_Selected excerpt_
American labor attorney (born 1956)

Harold Craig Becker (born November 14, 1956), known professionally as Craig Becker, is an American labor attorney, a former member of the National Labor Relations Board, and the former General Counsel of the AFL-CIO. He is currently Managing Counsel for Affirmative Litigation at Democracy Defenders Fund.

==Early life and education==
Craig Becker was born on November 14, 1956, to Ruth and Sam Becker; his mother, who had fled Nazi Germany through England in 1939, was a nurse and community activist, and his father was a World War II veteran who became a professor and chair of the Department of Communication Studies at the University of Iowa. Becker graduated from Yale University in 1978, and Yale Law School in 1981. He was an editor of the Yale Law Journal.

==Work experience (through 2009)==
Becker clerked for Judge Donald P. Lay from 1981 through 1983. He then worked at Kirschner, Weinberg & Dempsey (1983–1989), a law firm located in Washington, D.C., and represented members of the American Federation of State County and Municipal Employees and its affiliates, including the Harvard Union of Clerical and Technical Workers. He was a faculty member at UCLA Law School (1989–1994) and has also taught at Georgetown University Law School (1987–1988, 2012) and the University of Chicago Law School (1994–1995) and at Yale Law School as an Irving S. Ribicoff Visiting Lecturer every other year since 2016. He has been Associate General Counsel to the AFL–CIO and the Service Employees International Union (SEIU). He served as General Counsel of the AFL-CIO from 2012 to 2022, and then Senior Counsel from 2022 to 2025. He is now Managing Counsel for Affirmative Litigation at Democracy Defenders Fund. Throughout his career, he has argued many cases in courts nationwide, including in front of the Supreme Court of the United States. In 2009, he was a member of the Obama transition team, assisting with the review of the United States Department of Labor.

==Appointment==
Becker was nominated by President Barack Obama for a seat on the National Labor Relations Board; a 13–10 vote by a Senate panel on February 4, 2010 allowed his nomination to move to the Senate floor. However, his nomination failed to move to a floor vote on a vote of 52-33, falling eight short of the votes needed to block a Republican filibuster. On March 27, 2010, President Obama made a recess appointment of Becker to the National Labor Relations Board. The president's action enabled Becker to serve without Senate confirmation until the chamber adjourned in January 2012.

_Task brief_
Switch "nurse" to "teacher" and rewrite the Craig Becker biography from "Harold Craig Becker" to "Yale Law Journal.". The records that follow have no connection to the Craig Becker biography.

_Data listing_
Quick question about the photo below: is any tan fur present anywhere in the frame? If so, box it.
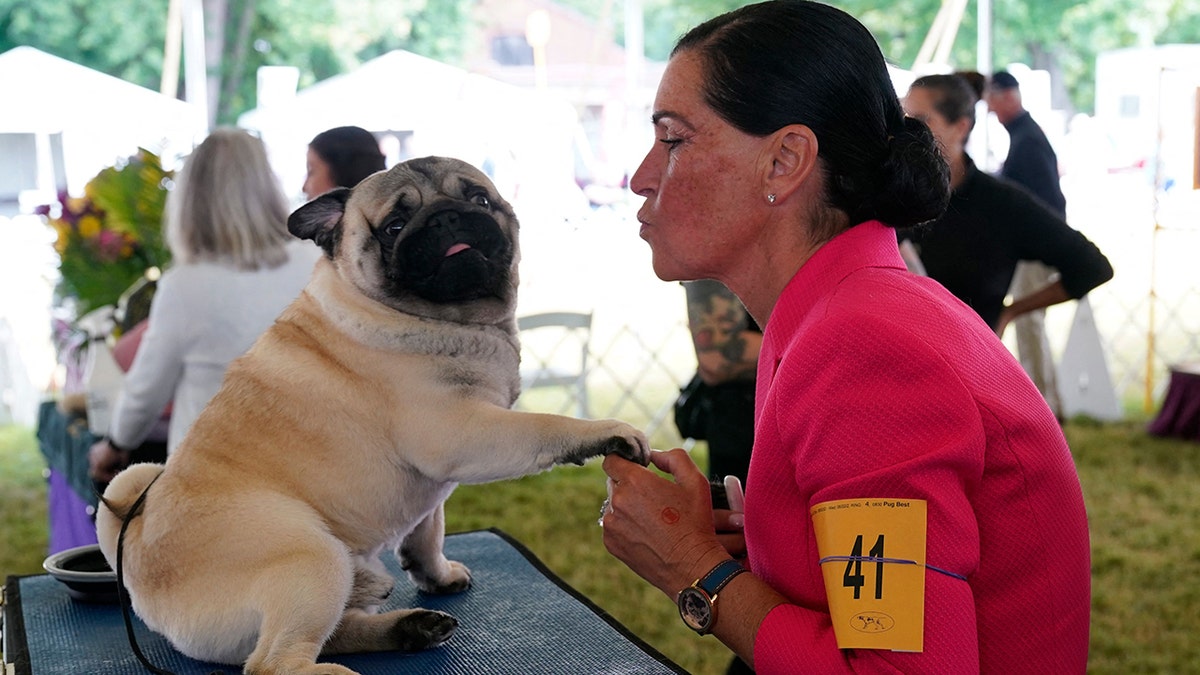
[97,159,649,675]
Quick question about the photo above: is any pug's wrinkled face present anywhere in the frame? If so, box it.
[288,157,520,321]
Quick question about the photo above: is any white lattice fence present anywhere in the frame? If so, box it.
[521,174,1200,432]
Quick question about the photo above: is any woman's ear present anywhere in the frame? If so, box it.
[764,124,817,201]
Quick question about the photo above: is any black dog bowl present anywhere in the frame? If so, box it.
[42,544,116,603]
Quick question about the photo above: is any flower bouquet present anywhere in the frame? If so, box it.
[36,148,174,317]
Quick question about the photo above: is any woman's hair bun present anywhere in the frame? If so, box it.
[874,117,950,227]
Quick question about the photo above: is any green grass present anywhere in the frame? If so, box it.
[0,419,1200,675]
[0,426,49,583]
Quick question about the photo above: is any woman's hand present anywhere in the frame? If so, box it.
[88,438,130,483]
[602,449,729,598]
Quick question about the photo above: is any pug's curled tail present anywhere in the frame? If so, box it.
[100,464,166,522]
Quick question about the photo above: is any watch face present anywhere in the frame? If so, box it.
[679,586,713,633]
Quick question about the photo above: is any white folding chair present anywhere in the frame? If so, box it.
[517,312,592,418]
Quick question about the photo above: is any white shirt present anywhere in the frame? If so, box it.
[109,240,322,453]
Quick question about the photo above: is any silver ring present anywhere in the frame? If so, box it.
[596,497,612,527]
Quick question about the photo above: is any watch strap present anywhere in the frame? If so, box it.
[695,558,746,598]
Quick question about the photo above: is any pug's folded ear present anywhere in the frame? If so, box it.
[288,187,350,258]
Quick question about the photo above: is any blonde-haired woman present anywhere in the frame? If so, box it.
[89,129,319,483]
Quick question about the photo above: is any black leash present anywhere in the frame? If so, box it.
[106,472,224,675]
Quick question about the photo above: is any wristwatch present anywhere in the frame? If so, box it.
[676,560,746,635]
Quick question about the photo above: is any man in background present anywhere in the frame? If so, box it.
[986,71,1067,420]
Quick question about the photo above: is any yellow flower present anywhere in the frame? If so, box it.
[79,215,101,239]
[54,220,71,255]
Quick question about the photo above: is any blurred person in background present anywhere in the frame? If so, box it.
[304,126,386,199]
[89,129,320,484]
[977,71,1067,419]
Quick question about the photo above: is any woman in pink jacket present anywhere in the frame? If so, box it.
[601,0,1090,674]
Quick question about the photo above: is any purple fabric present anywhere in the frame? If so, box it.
[47,468,96,555]
[1146,368,1200,441]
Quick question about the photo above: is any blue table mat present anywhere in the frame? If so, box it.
[4,528,685,675]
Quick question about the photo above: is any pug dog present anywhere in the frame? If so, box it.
[97,157,650,675]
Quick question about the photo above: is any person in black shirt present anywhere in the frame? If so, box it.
[900,74,1112,335]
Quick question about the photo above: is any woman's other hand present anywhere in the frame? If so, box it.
[604,448,729,598]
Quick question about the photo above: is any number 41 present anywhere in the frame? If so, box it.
[841,534,883,601]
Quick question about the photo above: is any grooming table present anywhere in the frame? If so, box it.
[4,530,685,675]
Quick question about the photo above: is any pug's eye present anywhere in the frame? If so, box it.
[469,192,492,209]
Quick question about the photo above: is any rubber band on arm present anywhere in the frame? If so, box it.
[817,555,967,581]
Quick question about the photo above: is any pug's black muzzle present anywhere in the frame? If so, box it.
[388,209,512,303]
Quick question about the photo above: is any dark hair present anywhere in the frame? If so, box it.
[308,126,386,187]
[908,73,983,129]
[954,71,988,101]
[672,0,950,238]
[991,71,1021,90]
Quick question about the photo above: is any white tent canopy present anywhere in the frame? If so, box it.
[0,47,204,197]
[239,50,582,218]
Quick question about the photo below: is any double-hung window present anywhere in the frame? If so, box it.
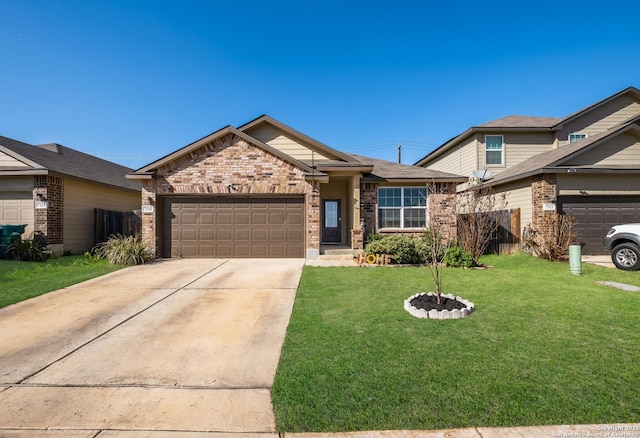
[569,132,587,143]
[484,135,504,166]
[378,187,427,229]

_Task result_
Harold Craig Becker (born November 14, 1956), known professionally as Craig Becker, is an American labor attorney, a former member of the National Labor Relations Board, and the former General Counsel of the AFL-CIO. He is currently Managing Counsel for Affirmative Litigation at Democracy Defenders Fund.

==Early life and education==
Craig Becker was born on November 14, 1956, to Ruth and Sam Becker; his mother, who had fled Nazi Germany through England in 1939, was a teacher and community activist, and his father was a World War II veteran who became a professor and chair of the Department of Communication Studies at the University of Iowa. Becker graduated from Yale University in 1978, and Yale Law School in 1981. He was an editor of the Yale Law Journal.